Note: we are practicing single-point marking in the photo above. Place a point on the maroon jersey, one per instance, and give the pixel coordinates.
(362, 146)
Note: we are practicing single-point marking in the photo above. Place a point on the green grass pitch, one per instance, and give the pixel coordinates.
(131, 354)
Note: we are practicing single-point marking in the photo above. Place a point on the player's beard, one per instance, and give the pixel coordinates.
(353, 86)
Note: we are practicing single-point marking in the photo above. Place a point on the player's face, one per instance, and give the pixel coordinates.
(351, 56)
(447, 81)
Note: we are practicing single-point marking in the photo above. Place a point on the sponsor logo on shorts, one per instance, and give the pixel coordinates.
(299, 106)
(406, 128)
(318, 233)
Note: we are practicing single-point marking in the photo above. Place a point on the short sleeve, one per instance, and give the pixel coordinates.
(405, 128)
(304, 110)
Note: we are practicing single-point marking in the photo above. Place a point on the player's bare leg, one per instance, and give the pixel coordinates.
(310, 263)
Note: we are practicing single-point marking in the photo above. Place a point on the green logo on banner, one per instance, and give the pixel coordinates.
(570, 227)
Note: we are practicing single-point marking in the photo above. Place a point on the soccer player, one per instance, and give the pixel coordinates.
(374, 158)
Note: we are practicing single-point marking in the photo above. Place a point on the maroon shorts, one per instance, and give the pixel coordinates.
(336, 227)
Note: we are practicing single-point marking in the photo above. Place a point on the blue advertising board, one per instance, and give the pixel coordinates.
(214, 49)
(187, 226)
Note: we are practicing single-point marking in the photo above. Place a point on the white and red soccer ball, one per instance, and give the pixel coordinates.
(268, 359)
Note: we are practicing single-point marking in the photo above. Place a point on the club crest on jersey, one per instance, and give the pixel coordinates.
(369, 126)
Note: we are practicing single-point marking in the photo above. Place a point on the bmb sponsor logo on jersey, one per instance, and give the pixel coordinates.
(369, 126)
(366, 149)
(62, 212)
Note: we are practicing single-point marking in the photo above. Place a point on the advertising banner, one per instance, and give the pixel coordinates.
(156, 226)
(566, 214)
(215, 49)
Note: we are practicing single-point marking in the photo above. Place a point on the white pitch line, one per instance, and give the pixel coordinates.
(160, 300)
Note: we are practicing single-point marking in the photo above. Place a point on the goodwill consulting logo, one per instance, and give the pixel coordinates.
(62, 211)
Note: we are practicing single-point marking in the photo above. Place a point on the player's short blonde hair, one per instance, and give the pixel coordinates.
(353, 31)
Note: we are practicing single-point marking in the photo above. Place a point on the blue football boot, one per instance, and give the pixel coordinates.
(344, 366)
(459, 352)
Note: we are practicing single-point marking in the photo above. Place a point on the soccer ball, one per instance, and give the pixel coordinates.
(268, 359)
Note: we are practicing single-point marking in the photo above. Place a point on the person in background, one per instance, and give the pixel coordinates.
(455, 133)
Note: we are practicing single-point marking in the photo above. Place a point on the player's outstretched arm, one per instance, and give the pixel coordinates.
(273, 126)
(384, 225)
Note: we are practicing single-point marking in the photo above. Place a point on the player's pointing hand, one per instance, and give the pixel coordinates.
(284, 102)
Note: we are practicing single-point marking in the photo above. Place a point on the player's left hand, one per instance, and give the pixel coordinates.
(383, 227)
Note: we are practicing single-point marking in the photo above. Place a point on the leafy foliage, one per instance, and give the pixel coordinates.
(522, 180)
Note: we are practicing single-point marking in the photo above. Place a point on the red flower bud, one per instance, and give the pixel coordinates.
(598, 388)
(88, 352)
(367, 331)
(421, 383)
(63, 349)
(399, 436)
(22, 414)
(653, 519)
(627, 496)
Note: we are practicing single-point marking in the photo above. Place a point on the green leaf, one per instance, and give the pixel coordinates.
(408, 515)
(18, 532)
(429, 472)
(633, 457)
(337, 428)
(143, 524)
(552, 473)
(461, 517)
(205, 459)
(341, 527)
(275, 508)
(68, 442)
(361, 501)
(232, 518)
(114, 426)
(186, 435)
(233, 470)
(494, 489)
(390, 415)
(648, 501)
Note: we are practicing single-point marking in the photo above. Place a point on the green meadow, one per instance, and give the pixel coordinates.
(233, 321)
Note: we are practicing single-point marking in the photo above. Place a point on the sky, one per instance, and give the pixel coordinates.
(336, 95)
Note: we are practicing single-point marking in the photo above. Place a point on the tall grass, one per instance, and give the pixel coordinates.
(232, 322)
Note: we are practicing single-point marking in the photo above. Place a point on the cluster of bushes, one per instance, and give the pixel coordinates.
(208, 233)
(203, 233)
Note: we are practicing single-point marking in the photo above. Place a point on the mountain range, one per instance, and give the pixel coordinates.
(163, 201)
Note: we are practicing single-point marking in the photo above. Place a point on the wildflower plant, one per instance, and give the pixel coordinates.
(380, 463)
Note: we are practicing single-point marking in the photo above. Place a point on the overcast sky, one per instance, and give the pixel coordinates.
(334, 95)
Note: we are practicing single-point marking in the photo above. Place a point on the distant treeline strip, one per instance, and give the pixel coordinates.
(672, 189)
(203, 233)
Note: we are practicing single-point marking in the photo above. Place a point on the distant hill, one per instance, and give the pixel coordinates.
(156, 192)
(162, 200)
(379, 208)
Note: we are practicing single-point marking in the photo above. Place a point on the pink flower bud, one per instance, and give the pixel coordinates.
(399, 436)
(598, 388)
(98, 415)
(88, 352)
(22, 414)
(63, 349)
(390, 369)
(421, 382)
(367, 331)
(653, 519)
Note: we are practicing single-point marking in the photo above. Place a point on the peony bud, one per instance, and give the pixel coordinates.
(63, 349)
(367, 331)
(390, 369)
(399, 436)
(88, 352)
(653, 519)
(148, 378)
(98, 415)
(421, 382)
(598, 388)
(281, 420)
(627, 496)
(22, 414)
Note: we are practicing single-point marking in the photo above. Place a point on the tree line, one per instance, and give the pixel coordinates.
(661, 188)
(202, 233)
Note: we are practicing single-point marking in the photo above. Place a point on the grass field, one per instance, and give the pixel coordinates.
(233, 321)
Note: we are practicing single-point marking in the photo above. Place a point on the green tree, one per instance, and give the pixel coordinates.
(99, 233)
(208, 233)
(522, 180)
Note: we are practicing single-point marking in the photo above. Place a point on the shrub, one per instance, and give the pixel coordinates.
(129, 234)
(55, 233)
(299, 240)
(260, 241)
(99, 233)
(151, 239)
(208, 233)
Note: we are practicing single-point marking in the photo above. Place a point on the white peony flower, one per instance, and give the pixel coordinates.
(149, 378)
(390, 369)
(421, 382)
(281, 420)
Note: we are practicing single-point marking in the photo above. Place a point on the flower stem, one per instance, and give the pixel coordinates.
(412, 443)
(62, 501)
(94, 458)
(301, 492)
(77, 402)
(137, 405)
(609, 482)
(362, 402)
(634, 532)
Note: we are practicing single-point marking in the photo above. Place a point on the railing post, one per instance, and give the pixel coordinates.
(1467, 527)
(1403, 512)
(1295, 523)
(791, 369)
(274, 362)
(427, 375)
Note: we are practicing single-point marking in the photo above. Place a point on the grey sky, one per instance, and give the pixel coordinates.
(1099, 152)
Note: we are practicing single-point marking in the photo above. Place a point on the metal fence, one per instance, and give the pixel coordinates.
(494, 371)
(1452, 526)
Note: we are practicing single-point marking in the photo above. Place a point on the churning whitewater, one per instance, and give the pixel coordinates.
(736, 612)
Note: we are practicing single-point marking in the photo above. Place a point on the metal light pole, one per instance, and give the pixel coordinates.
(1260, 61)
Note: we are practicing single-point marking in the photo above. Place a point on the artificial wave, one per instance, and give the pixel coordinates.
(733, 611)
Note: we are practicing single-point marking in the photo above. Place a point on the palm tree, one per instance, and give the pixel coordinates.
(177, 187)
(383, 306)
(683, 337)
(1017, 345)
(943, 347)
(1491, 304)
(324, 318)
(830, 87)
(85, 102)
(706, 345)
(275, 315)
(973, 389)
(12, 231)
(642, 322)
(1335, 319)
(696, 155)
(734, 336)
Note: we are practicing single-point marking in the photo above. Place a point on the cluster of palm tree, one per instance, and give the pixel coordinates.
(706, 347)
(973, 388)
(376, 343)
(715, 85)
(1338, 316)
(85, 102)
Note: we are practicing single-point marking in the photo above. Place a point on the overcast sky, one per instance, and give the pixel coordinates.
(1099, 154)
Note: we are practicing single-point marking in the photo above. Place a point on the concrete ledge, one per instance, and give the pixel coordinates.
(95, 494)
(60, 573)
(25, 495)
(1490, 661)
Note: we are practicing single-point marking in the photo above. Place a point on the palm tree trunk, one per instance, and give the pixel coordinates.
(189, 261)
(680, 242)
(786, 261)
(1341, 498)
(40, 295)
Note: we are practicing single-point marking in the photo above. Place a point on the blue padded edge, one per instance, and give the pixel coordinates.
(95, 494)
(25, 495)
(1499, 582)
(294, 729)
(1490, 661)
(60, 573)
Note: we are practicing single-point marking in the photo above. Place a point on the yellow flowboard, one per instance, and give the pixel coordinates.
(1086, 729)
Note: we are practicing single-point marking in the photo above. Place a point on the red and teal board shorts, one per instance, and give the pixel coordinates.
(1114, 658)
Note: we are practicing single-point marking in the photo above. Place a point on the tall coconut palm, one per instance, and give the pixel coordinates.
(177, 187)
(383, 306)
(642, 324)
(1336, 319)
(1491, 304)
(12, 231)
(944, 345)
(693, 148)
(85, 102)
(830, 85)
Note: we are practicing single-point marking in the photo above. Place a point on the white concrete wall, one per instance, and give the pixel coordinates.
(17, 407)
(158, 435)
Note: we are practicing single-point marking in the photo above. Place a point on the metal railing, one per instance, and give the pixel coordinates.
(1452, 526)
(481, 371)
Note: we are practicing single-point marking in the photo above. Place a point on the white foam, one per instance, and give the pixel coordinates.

──────────────────────────────

### Exercise
The lines wanted are those from the one holding "the blue padded" through the final line of the listing; print them exactly.

### Result
Note: we are practicing single-point marking in the photo above. Place a point on the blue padded edge, one per instance, and give the pixel coordinates.
(95, 494)
(25, 495)
(1499, 582)
(294, 729)
(1490, 661)
(60, 573)
Note: we are practicing single-point marking in the photo above. Place a point on the yellow flowboard, one per instance, and give the pixel coordinates.
(1086, 729)
Note: we are practicing single-point marking in the photo above. Place a point on the red and teal board shorts, one per instance, and give the pixel coordinates.
(1114, 658)
Note: we are practicing single-point marking in the photo above. Place a point on the tall coconut palm, one per instance, and give the pixel coordinates.
(177, 187)
(383, 306)
(642, 324)
(1336, 319)
(1491, 304)
(12, 231)
(944, 345)
(693, 148)
(85, 102)
(830, 85)
Note: we are practicing single-point marking in the photo above. Place a point on the white concrete wall, one per instance, and give the pixel coordinates.
(17, 407)
(158, 435)
Note: we are practicing single-point marking in the photo above. Place a point on the metal railing, one per instance, and give the pixel coordinates.
(1452, 526)
(481, 371)
Note: we are practicing single-point marking in the photo above. Place a point on the white foam, one per instance, and give the pixel coordinates.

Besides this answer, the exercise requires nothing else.